• TASK REQUIREMENTS:
a – Decide whether each statement agrees with the status epilepticus overview: (i) epidemiological studies define status epilepticus with a 30-minute timeframe; (ii) most convulsive seizures end before five minutes; (iii) generalized non-convulsive status epilepticus in comatose patients may be termed absence status epilepticus. Answer yes or no for each, quoting the words of the overview that decide it.
b – The status epilepticus overview describes a classification that pairs generalized or focal with convulsive or non-convulsive. List every resulting category of status epilepticus that it names.

• SELECTED EXTRACT:

--- START ---

Pharmacological Treatment of Status Epilepticus - An Overview
Pharmacological Treatment of Status Epilepticus - An Overview
Definitions and Epidemiology
An accurate diagnosis is necessary before appropriate treatment can be initiated. In contrast to most neurological entities, there is no universally accepted definition of status epilepticus (SE). Broadly speaking, SE is the occurrence of continuous seizures or of two or more seizures without intercurrent restoration of neurological function. While epidemiological studies use a timeframe of 30 minutes, derived from experimental evidence of neuronal damage occurring after 30–60 minutes1 and a seminal consensus paper published in the early 1990s,2 more recently an operational approach defining SE after five minutes has been advocated.3 This encourages prompt medical management, since most convulsive seizures end before two minutes.4 However, it has been shown that up to 40% of seizures lasting between 10 and 30 minutes abort spontaneously,5 tending to favor the more conservative definition. Commonly, SE is defined as refractory if it is resistant to two or more antiepileptic drugs (AEDs) administered at adequate dosage either without a minimum duration or, in some frameworks, persisting for at least one hour.2,6
Although every seizure type can theoretically persist and evolve into SE, a simple 2D SE classification system can be constructed, either generalized or focal to be combined with convulsive or non-convulsive.7 While generalized convulsive SE appears straightforward, generalized non-convulsive SE has distinct varieties with different clinical implications. In comatose patients, usually in intensive care unit (ICU) settings and often after cessation of convulsive SE, it may be termed subtle SE.8 Generalized non-convulsive SE can also be a manifestation of absence SE in patients with idiopathic generalized epilepsy, in which case the patient is typically encephalopathic rather than comatose. A form of focal convulsive SE characterized by a more or less continuous seizure state affecting a restricted part of the body is also labeled ‘epilepsia partialis continua,’ and focal non-convulsive SE may manifest as prolonged or frequently repeated complex partial seizures.

--- END ---

• MATERIAL PROVIDED:
--- START ---

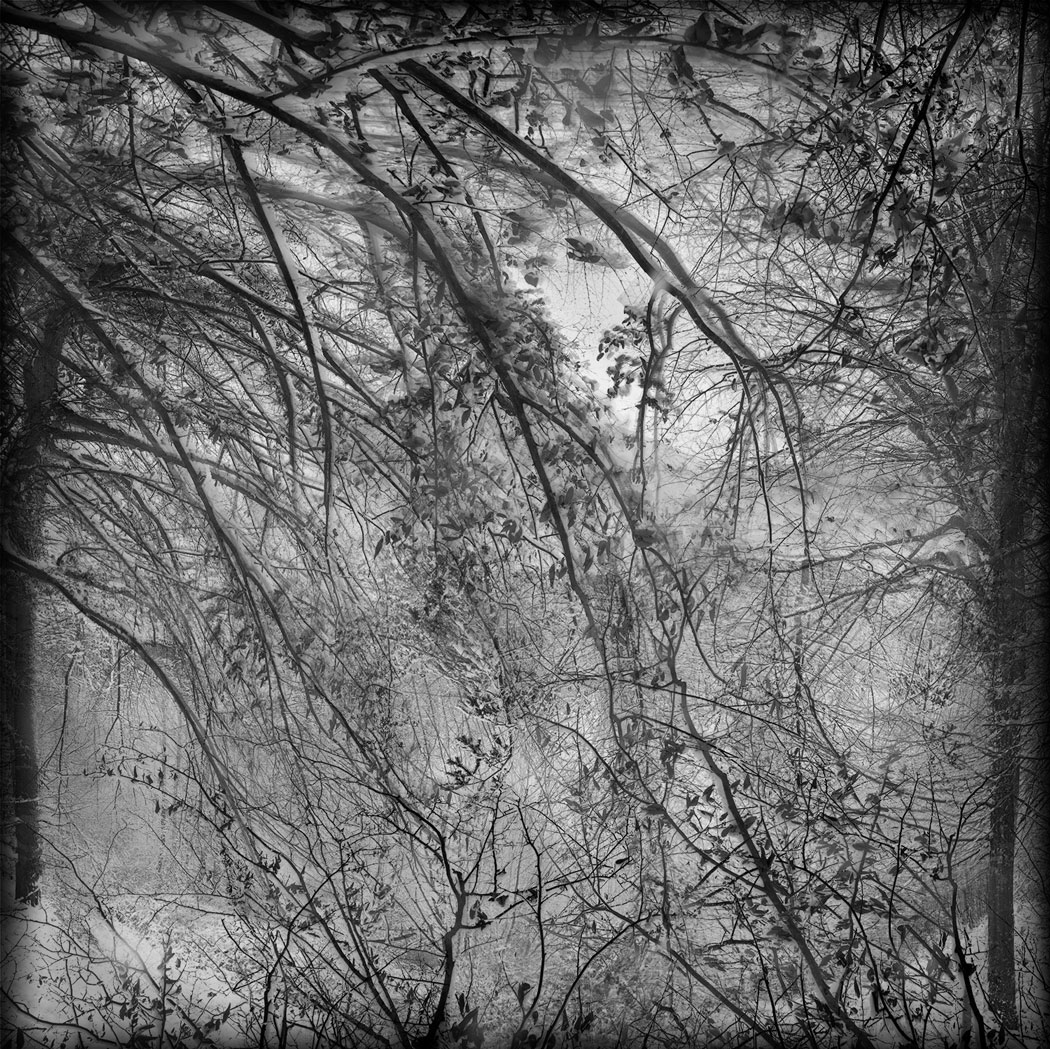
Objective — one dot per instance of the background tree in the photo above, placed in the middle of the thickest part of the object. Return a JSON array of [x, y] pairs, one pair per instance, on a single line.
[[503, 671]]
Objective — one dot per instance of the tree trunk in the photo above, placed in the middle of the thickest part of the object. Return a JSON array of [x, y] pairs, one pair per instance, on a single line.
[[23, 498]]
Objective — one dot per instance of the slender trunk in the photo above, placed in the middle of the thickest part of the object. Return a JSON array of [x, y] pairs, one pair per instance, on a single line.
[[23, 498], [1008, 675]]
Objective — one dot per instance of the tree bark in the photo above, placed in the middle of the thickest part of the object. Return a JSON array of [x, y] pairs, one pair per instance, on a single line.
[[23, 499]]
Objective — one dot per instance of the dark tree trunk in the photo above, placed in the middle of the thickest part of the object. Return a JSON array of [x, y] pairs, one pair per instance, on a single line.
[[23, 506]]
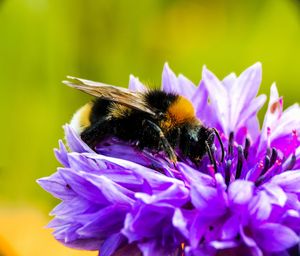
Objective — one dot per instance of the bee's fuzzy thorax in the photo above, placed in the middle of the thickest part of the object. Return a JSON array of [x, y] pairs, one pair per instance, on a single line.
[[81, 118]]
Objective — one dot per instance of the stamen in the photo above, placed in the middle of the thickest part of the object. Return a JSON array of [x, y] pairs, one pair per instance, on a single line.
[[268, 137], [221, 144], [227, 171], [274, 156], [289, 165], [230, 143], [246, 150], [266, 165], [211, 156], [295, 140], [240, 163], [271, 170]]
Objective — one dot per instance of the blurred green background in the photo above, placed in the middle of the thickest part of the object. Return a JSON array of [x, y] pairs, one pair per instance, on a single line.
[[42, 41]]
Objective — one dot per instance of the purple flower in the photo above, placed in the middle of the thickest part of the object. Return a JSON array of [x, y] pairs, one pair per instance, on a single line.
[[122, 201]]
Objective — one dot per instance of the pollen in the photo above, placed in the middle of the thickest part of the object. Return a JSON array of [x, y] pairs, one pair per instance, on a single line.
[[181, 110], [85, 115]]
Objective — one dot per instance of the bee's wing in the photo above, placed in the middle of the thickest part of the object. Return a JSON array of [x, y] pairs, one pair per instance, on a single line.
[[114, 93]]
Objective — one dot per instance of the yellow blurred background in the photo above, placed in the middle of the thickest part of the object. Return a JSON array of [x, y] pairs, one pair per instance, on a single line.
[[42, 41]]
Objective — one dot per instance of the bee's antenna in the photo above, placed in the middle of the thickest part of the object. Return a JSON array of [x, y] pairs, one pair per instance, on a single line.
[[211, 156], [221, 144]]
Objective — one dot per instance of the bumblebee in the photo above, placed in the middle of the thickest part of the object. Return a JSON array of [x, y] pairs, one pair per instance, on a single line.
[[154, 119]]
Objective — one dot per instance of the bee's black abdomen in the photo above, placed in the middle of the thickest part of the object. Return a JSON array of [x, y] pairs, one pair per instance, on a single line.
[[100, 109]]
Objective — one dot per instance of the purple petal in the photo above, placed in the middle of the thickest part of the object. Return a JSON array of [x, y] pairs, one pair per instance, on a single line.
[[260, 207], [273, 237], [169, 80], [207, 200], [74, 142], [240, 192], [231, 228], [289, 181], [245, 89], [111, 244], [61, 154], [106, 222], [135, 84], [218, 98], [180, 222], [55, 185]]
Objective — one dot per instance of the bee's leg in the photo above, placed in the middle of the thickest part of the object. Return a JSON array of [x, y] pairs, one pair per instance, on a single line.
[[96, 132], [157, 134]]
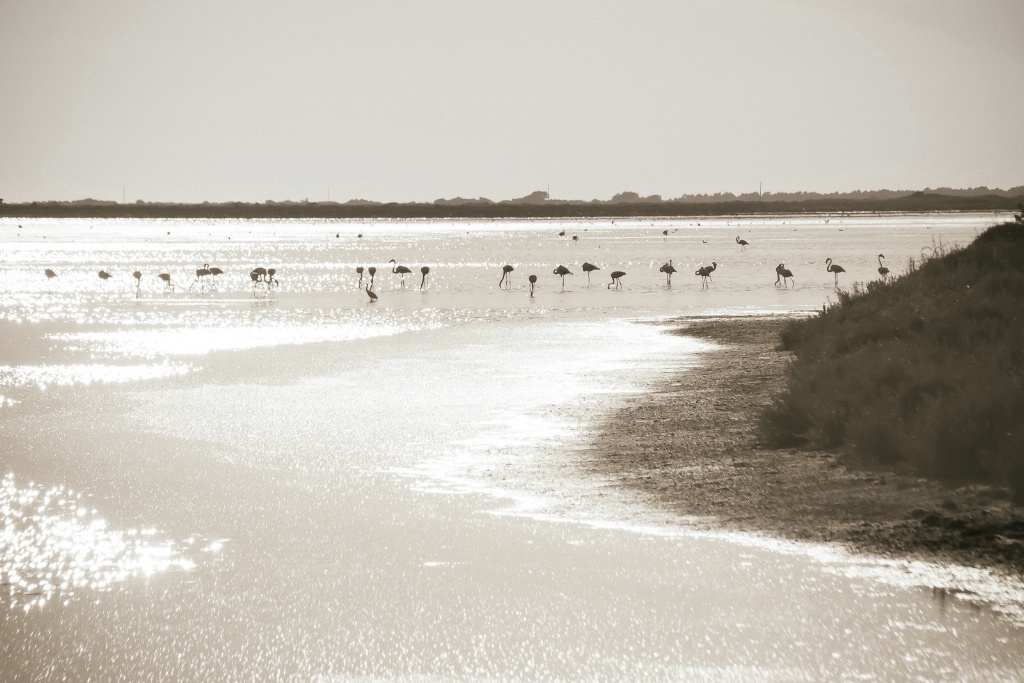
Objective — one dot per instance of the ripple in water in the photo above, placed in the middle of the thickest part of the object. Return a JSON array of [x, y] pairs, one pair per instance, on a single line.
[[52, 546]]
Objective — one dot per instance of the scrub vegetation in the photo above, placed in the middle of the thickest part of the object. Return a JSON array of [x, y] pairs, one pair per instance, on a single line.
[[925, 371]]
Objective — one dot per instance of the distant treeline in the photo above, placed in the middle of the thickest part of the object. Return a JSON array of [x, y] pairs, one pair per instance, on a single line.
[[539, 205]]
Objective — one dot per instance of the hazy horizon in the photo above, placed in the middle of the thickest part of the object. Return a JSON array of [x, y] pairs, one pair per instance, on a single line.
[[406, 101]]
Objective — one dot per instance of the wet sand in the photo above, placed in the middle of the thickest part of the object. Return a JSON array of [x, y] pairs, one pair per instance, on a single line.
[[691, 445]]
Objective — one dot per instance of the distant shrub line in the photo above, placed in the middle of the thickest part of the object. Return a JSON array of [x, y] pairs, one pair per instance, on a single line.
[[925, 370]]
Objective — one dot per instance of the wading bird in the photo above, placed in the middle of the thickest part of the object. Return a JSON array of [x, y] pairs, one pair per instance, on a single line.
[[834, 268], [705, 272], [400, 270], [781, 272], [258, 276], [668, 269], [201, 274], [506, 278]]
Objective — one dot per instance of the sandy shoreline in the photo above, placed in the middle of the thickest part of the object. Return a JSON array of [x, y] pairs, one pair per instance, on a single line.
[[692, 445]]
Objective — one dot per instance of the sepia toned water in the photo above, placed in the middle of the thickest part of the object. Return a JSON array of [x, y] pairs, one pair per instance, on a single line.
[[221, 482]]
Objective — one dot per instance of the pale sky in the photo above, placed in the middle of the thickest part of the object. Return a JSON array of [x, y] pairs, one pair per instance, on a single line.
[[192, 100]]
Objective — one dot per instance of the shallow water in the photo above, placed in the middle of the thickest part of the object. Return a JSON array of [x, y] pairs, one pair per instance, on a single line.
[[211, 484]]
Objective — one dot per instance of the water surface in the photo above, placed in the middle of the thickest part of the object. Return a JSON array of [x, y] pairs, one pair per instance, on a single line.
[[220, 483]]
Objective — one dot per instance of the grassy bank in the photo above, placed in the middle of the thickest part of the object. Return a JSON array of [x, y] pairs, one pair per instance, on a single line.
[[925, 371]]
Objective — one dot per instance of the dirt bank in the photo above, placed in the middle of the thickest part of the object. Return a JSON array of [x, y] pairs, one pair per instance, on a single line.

--- END ---
--- START ---

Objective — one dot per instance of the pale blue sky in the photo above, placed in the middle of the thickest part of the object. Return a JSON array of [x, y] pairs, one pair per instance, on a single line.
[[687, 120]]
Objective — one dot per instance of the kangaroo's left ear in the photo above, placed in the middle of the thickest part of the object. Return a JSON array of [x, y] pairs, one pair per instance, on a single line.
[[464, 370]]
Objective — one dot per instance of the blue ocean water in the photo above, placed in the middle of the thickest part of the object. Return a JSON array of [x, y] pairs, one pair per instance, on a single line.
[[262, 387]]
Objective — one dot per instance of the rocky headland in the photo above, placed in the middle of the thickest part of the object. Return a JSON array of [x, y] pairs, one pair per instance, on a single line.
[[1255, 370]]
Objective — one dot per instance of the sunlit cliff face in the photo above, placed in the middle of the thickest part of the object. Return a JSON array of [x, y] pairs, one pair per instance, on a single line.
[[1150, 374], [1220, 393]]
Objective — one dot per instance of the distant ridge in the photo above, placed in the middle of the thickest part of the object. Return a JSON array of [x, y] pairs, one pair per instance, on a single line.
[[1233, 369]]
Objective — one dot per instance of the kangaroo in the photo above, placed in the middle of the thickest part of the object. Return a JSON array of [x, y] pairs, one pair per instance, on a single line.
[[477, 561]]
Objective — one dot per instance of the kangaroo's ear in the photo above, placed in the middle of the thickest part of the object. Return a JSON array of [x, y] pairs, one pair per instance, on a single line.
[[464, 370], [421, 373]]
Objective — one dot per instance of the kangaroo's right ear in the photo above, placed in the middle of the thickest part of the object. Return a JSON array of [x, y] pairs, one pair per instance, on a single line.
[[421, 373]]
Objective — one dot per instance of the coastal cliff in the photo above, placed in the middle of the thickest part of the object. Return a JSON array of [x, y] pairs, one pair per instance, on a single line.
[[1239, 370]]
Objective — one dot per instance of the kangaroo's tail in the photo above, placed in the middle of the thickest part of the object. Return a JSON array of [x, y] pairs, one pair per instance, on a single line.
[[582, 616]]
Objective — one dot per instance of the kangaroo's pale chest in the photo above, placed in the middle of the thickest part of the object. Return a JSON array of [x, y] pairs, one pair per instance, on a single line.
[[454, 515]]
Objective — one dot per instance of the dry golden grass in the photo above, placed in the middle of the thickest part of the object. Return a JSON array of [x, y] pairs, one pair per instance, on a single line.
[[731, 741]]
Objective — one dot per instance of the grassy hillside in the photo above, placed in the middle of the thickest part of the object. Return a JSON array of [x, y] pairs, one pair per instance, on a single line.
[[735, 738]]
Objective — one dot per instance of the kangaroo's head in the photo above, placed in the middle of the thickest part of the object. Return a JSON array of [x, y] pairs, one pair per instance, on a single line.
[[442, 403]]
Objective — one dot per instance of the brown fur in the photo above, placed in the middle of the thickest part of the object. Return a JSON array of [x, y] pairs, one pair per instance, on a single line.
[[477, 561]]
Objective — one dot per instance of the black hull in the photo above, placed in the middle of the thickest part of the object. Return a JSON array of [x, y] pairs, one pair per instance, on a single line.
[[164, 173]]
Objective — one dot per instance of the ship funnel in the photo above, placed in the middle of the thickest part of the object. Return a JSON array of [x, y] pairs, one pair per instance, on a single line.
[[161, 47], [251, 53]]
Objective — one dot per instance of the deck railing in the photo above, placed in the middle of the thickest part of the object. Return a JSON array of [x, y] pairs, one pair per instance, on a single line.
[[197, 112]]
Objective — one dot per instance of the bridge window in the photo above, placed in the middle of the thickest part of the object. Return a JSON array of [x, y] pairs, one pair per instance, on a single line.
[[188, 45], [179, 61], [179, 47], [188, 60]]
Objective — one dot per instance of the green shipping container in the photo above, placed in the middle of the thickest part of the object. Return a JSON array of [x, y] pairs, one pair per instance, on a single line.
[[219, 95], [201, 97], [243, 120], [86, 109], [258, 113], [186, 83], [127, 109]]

--- END ---
--- START ---

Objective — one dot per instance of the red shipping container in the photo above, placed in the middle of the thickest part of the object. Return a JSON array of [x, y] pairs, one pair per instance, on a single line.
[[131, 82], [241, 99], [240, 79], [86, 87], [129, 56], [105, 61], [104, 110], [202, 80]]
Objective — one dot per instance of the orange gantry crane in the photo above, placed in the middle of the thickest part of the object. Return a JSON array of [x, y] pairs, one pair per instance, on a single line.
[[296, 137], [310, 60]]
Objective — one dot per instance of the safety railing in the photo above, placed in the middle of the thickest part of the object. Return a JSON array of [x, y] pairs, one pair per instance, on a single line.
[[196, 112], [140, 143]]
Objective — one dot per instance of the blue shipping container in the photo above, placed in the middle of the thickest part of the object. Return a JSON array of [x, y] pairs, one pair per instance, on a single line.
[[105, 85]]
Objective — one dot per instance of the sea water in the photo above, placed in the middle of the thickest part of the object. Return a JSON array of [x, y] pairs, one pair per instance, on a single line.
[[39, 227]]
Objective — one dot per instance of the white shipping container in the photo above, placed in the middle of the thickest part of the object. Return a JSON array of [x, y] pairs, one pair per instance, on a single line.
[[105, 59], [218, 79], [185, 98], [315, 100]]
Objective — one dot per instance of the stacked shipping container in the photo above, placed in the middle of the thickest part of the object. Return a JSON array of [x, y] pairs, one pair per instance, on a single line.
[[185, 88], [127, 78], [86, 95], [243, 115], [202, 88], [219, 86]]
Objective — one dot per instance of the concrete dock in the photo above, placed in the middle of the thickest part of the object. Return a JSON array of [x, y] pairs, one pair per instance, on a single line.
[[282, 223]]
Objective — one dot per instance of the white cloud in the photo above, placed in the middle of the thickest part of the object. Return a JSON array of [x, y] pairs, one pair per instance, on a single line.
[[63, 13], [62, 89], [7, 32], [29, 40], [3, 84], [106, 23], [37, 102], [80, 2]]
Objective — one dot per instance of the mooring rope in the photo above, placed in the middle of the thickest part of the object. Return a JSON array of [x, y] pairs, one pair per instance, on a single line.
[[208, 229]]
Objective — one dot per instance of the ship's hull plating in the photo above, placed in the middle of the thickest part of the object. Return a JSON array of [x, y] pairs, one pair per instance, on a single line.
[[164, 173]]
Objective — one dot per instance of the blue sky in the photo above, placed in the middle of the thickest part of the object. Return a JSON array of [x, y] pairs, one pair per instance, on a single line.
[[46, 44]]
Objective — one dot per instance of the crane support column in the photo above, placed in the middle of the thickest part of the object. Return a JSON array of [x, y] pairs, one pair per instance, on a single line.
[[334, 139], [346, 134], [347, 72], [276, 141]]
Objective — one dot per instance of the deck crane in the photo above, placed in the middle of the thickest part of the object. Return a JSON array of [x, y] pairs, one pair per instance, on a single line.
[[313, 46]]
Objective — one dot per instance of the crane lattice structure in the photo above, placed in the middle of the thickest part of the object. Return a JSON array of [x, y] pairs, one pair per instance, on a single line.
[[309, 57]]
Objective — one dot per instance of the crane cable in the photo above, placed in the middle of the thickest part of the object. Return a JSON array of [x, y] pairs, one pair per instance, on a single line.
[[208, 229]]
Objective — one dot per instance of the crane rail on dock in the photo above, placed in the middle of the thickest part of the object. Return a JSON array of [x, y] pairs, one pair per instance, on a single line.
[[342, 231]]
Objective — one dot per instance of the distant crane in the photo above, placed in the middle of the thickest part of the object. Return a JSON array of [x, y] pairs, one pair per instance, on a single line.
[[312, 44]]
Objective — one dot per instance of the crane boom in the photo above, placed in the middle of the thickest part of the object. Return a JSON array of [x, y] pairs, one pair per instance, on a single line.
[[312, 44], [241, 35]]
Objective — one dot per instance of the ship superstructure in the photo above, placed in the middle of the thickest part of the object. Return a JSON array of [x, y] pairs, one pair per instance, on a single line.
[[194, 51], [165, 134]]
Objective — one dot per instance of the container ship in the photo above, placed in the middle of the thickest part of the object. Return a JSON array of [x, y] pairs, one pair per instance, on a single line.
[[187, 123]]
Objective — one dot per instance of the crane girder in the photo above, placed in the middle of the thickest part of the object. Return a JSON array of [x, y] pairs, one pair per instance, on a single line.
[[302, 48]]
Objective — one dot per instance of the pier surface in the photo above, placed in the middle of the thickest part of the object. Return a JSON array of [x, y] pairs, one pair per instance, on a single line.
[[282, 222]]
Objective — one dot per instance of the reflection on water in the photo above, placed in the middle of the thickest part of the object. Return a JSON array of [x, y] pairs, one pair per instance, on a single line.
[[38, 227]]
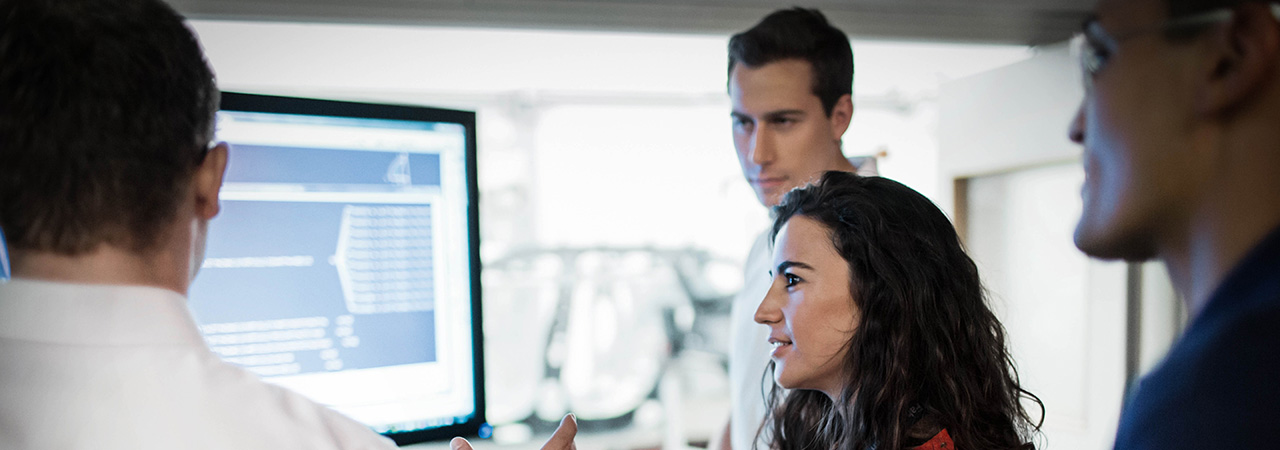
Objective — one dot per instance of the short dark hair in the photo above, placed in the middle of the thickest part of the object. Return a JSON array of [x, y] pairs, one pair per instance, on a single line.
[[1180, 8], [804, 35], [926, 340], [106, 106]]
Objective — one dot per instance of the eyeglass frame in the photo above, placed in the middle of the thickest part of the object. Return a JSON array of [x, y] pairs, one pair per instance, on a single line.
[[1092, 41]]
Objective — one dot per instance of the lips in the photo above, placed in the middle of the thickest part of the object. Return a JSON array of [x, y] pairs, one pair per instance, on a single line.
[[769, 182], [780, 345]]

--- END ---

• TASK-BY-TASK RESULTS:
a –
(i) Yes: "epidemiological studies use a timeframe of 30 minutes"
(ii) No: "most convulsive seizures end before two minutes"
(iii) No: "In comatose patients, usually in intensive care unit (ICU) settings and often after cessation of convulsive SE, it may be termed subtle SE"

b –
generalized convulsive SE
generalized non-convulsive SE
focal convulsive SE
focal non-convulsive SE